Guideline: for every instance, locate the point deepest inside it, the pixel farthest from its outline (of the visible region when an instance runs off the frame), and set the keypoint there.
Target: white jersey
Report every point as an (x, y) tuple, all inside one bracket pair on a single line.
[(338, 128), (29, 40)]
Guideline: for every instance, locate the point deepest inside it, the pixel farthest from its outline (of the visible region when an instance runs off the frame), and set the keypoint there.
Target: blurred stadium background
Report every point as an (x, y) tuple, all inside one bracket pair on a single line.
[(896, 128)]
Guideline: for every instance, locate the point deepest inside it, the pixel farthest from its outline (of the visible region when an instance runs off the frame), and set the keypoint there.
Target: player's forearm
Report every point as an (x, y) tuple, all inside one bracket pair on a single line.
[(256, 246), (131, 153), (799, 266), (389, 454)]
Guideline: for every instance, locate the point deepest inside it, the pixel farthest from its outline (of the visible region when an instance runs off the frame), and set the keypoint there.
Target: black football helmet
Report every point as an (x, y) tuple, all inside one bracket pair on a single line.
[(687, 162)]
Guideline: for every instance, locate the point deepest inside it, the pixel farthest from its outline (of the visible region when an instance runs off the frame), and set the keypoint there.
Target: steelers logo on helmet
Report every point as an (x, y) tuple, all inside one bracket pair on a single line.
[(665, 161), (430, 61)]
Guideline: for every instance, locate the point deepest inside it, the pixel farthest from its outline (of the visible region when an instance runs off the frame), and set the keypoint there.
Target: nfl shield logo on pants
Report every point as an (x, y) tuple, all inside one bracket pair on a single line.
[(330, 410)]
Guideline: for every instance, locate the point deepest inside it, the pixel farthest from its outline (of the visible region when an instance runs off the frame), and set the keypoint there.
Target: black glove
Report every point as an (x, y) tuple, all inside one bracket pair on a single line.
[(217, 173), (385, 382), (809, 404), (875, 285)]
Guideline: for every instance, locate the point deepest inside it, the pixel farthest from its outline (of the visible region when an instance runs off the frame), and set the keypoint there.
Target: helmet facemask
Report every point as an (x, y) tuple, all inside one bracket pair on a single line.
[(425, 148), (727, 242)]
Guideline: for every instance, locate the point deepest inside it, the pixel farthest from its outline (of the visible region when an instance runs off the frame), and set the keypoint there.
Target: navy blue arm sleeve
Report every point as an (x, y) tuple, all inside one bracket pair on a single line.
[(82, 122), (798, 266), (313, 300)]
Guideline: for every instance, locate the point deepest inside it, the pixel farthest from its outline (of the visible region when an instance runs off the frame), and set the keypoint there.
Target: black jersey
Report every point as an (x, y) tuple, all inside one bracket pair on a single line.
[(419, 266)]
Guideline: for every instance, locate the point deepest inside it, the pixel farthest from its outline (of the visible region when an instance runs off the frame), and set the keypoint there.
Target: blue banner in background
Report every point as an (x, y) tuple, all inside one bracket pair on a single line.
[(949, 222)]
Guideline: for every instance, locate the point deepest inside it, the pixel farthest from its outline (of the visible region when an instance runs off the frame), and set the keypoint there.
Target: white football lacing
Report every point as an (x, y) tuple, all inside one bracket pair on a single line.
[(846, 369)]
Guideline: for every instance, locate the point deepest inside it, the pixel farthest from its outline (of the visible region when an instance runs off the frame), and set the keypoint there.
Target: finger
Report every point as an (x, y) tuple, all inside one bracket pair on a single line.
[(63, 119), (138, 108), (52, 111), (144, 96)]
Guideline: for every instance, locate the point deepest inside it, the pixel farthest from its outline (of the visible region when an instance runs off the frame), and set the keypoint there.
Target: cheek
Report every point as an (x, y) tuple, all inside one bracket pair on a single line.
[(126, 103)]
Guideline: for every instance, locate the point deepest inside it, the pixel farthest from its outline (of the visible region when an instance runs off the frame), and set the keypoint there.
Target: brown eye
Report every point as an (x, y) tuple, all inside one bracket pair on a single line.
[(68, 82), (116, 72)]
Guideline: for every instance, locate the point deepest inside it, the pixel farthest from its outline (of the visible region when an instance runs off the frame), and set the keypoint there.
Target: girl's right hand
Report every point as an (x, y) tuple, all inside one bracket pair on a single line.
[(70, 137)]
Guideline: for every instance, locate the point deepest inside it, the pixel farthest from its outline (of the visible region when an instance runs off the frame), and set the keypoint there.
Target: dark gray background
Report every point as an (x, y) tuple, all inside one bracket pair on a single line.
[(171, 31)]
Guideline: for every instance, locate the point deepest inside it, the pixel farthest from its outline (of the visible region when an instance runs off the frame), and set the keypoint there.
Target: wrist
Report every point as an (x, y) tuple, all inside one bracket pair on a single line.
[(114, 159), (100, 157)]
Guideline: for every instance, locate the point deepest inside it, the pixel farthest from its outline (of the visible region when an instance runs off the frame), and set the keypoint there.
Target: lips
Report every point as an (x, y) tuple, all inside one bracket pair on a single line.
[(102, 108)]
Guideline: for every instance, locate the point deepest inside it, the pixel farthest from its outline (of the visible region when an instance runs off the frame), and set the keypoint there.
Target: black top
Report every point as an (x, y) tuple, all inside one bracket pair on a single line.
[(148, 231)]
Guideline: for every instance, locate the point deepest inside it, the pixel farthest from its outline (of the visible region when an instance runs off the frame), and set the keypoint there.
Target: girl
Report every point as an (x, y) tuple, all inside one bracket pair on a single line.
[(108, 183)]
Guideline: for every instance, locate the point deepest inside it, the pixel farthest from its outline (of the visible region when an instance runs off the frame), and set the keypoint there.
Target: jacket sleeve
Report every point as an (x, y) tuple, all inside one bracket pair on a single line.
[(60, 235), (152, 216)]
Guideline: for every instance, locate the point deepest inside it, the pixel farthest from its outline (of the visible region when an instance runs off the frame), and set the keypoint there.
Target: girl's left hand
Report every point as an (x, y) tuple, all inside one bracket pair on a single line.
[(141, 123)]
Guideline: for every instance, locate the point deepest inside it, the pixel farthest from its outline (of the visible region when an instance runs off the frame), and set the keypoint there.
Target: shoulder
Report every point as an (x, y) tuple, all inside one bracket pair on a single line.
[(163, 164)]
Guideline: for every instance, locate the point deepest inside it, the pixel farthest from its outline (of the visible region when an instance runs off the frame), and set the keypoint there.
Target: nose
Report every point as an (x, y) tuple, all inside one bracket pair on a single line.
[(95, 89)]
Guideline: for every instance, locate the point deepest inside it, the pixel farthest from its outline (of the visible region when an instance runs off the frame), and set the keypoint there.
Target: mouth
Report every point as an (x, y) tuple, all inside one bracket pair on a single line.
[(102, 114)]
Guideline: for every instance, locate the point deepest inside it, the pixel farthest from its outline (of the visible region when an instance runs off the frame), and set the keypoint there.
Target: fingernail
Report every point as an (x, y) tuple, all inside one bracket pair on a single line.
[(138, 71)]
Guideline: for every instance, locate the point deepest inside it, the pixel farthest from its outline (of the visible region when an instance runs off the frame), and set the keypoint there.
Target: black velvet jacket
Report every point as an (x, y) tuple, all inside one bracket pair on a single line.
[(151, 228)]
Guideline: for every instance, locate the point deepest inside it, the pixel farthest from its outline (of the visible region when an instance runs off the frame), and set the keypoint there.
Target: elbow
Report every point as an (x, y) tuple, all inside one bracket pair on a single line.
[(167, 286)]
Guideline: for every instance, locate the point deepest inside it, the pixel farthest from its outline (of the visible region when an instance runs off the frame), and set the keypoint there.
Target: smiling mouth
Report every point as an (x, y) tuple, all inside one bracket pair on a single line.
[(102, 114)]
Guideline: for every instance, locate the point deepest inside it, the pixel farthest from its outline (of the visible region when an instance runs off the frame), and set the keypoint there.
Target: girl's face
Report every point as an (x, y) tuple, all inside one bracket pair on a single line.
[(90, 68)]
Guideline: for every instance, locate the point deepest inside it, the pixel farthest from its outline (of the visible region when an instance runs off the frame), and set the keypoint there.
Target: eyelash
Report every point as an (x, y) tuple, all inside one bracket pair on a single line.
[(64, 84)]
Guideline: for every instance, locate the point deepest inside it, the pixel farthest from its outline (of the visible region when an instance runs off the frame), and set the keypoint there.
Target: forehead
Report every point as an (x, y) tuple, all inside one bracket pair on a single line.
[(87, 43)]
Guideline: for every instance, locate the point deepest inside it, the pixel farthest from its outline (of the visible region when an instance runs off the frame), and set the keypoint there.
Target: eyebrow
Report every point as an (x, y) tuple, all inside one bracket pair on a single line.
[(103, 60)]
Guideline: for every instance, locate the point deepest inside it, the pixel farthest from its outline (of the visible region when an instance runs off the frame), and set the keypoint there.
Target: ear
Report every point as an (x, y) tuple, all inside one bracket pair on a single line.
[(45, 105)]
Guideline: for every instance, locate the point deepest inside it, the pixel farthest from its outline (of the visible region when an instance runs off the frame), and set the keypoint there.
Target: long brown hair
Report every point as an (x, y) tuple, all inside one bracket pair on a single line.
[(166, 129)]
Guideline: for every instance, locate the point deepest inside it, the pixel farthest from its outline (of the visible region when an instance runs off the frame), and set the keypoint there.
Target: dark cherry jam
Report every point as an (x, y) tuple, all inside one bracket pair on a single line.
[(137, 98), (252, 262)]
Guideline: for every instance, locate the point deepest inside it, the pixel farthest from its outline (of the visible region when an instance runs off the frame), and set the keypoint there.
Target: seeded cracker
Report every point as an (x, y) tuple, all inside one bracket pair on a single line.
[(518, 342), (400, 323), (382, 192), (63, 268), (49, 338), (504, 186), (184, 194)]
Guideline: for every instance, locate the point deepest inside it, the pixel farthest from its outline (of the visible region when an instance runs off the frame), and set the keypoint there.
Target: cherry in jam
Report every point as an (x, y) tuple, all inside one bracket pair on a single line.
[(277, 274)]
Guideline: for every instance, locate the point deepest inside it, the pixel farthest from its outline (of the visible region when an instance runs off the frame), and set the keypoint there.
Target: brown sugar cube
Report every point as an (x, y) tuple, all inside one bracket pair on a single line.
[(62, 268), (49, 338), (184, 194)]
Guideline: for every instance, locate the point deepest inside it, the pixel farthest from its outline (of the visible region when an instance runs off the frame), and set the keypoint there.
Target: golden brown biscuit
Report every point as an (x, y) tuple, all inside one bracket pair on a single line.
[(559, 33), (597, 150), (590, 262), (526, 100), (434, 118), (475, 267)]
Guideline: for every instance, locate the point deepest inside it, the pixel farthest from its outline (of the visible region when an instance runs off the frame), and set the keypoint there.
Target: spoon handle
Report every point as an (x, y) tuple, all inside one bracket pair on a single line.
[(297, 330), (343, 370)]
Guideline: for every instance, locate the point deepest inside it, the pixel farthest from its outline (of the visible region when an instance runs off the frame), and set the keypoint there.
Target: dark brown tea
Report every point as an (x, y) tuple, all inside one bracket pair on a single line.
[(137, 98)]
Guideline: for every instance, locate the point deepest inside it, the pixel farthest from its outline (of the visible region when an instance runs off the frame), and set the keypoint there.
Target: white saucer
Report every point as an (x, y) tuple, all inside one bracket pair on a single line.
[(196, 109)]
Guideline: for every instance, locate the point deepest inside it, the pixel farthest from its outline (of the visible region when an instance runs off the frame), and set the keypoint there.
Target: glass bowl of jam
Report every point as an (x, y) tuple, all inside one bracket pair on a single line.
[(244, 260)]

- _The problem_
Lay out the records from the first line through the line containing "[(338, 128), (29, 40)]" as a Markdown table with the columns Row and Line. Give each line its own numbered row and leave out blank lines.

- _Task solution_
| Row | Line |
|---|---|
| 1 | Guideline: for every instance, locate the point deepest inside it, the pixel farthest from its outline (of the visible region when an instance runs off the frame), and set the keypoint there. |
| 2 | Target: white jersey |
| 3 | Report every point as an (x, y) tuple, all inside one bracket pair on a single line. |
| 4 | [(338, 128), (29, 40)] |